> **WORK ITEM**:
Please retype the line that contains "Find and box winding road in this screenshot." and all lines that follow it to the end of the entries below, exactly as they stand, with nothing added.
### EXCERPTED DATA ###
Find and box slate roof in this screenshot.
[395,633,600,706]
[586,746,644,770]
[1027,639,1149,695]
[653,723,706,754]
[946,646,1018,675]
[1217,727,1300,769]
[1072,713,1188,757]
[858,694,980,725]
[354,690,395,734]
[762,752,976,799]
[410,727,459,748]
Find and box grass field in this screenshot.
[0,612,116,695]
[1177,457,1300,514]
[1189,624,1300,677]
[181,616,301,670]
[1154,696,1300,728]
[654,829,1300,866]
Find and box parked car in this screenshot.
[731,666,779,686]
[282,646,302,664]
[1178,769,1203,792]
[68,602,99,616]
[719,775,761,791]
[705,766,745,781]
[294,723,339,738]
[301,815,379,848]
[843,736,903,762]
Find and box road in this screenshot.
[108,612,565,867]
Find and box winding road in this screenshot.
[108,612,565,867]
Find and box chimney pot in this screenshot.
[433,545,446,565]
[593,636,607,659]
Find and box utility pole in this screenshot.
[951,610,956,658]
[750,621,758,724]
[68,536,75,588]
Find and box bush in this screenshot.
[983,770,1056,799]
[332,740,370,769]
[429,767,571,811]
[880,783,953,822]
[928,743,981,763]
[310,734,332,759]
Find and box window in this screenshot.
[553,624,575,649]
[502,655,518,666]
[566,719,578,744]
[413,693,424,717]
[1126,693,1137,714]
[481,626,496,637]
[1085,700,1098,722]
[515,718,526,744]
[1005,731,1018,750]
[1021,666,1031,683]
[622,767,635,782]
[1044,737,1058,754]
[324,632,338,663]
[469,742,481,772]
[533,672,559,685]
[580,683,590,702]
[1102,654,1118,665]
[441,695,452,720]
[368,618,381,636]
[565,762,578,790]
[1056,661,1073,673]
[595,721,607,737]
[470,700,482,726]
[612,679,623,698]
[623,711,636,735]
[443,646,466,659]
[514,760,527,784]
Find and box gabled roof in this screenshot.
###
> **REPLY**:
Find and box winding road in this screenshot.
[108,612,565,867]
Find and box chimney pot in this screenshot.
[433,545,446,565]
[593,636,607,659]
Find and box utility pole in this screenshot.
[951,610,956,658]
[750,621,758,724]
[68,536,75,588]
Find and box bush in this screenshot.
[983,770,1056,799]
[332,740,370,769]
[429,767,571,811]
[880,783,953,822]
[928,743,981,763]
[310,734,332,759]
Find and box window in this screenshot.
[553,624,575,649]
[502,655,518,666]
[566,719,578,744]
[413,693,424,717]
[1126,693,1137,714]
[481,626,496,637]
[1085,700,1098,722]
[515,718,526,744]
[1005,731,1018,750]
[1021,666,1031,683]
[622,767,635,782]
[1044,737,1058,754]
[324,632,338,663]
[469,742,481,772]
[533,672,559,685]
[580,683,590,702]
[1102,654,1118,665]
[441,695,452,720]
[368,618,381,636]
[565,762,578,790]
[1056,661,1073,673]
[595,721,607,737]
[470,700,482,726]
[612,679,623,698]
[623,711,636,735]
[443,646,466,659]
[514,760,527,784]
Find and box gabled roof in this screenshot.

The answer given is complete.